Exercise text START
Best Companion Plants for a Polyculture
Several plants do the best job of attracting beneficial insects and creating a healthy polyculture environment. Choose those that work best in your climate and circumstances.
Asteraceae (sunflower family)
• Achillea millefolium, yarrow
• Aster species and hybrids, aster
• Baccharis species, baccharis
• Boltonia asteroides, boltonia
• Coreopsis species, tickseed
• Cosmos bipinnatus, cosmos
• Echinacea purpurea, purple coneflower
• Eupatorium perfoliatum, boneset
• Gaillardia aristata, blanketflower
• Helianthus annuus, sunflower
• Leucanthemum × superbum, Shasta daisy
• Ratibida pinnata, prairie coneflower
• Rudbeckia species, black-eyed Susan
• Solidago species, goldenrod
• Symphyotrichum species, hardy aster
• Tagetes species and hybrids, marigold
• Zinnia elegans and hybrids, zinnia
Apiaceae (carrot family)
• Ammi majus, laceflower or bishop’s weed
• Anethum graveolens, dill
• Angelica species, angelica
• Coriandrum sativum, cilantro or coriander
• Daucus carota, Queen Anne’s lace
• Foeniculum species, fennel
• Petroselinum crispum, parsley
• Zizia aptera, heartleaf Alexanders
• Zizia aurea, golden Alexanders
Lamiaceae (mint family)
• Nepeta × faassenii, catmint
• Ocimum basilicum, basil
• Origanum species, oregano
• Pycnanthemum species, mountain mint
• Rosmarinus officinalis, rosemary
• Salvia officinalis, culinary sage
• Thymus species, thyme
Other plant families
• Eriogonum species, native buckwheat
• Lobularia maritima, sweet alyssum
• Phacelia tanacetifolia, lacy phacelia
• Spiraea alba, meadowsweet
• Veronicastrum virginicum, Culver’s root
Create polycultures outdoors in the ground
To create polycultures outdoors in the ground, you can add one extra row of companion flowers and herbs per about five rows of marijuana and/or surround your patch with a border of beneficial flowers and herbs. Put beneficial flowers and herbs in the same row as your marijuana plants. In this case, select small, shallow-rooted plants (such as thyme, oregano, marigold, tickseed, Queen Anne’s lace, or cilantro) so that your marijuana does not have to compete for nutrients, sunlight, and water.
Exercise text END
Data to examine START
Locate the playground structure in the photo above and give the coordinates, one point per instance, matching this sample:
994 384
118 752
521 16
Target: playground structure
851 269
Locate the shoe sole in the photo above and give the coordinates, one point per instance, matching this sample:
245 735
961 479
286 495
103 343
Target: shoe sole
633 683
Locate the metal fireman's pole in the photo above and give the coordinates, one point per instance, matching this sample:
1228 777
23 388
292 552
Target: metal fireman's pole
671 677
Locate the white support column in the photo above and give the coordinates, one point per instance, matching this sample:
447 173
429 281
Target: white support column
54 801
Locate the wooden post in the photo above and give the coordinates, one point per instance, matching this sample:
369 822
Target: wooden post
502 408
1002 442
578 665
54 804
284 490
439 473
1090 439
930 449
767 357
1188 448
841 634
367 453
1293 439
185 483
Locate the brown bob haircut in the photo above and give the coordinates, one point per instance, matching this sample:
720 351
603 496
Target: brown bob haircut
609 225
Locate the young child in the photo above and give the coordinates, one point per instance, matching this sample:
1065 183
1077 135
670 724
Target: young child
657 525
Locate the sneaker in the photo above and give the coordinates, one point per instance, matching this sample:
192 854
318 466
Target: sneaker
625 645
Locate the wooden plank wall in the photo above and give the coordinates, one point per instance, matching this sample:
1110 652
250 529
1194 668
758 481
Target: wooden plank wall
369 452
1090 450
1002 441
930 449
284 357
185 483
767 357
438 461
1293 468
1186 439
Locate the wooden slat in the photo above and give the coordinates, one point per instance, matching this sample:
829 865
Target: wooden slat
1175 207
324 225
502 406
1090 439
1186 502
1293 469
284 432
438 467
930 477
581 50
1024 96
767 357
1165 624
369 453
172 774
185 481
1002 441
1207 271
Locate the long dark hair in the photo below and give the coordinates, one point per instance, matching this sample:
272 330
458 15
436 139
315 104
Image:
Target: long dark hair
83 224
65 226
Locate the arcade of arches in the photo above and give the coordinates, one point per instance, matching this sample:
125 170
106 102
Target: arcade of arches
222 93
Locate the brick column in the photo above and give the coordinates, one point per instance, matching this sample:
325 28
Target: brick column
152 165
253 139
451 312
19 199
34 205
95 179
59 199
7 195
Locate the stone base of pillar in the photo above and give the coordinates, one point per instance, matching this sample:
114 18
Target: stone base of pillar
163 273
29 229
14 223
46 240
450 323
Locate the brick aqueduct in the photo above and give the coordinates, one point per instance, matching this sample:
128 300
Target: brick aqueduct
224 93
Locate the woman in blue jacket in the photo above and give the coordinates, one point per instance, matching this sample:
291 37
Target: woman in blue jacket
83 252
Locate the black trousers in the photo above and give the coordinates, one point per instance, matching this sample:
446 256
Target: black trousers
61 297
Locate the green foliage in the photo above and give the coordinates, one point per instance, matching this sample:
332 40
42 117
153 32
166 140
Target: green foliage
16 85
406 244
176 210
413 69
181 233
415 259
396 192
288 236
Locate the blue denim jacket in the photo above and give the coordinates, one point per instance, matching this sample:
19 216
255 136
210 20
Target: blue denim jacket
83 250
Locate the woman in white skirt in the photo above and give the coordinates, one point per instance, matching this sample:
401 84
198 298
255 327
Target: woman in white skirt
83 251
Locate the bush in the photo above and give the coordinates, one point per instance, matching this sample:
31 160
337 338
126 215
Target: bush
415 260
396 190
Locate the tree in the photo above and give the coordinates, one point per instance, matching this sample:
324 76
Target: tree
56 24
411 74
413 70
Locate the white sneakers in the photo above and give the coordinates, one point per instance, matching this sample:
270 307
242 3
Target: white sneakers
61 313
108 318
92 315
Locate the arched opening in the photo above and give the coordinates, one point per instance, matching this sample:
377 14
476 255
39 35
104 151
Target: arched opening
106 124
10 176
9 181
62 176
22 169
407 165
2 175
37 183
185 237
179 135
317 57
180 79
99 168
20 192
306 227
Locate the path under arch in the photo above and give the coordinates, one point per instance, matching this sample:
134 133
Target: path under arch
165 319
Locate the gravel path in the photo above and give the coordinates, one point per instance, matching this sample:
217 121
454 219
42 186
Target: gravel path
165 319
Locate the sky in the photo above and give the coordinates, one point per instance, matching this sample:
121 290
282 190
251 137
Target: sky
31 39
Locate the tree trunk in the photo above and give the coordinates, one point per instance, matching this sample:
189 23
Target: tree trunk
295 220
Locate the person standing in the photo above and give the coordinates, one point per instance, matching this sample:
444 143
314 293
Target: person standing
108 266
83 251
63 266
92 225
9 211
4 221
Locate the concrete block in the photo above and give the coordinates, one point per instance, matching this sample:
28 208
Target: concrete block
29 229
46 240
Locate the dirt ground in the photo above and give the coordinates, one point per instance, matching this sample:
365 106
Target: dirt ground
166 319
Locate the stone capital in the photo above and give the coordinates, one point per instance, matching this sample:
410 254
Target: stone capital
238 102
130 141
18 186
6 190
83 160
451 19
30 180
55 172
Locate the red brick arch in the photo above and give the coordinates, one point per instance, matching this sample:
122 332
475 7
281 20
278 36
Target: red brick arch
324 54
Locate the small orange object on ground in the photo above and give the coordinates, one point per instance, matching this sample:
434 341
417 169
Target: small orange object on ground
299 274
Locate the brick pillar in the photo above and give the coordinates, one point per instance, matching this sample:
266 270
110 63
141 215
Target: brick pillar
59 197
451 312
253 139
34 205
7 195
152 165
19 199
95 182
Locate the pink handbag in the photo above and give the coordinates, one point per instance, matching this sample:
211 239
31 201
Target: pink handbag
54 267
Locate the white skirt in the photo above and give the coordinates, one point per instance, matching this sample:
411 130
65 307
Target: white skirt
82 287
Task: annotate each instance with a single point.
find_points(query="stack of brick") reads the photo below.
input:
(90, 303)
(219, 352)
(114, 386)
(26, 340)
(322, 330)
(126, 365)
Data to examine END
Exercise description: Can you rewrite the companion plant text starting with "Best Companion Plants" and going on through "Asteraceae (sunflower family)", using "helpful insects" in place of "beneficial insects"?

Solution:
Best Companion Plants for a Polyculture
Several plants do the best job of attracting helpful insects and creating a healthy polyculture environment. Choose those that work best in your climate and circumstances.
Asteraceae (sunflower family)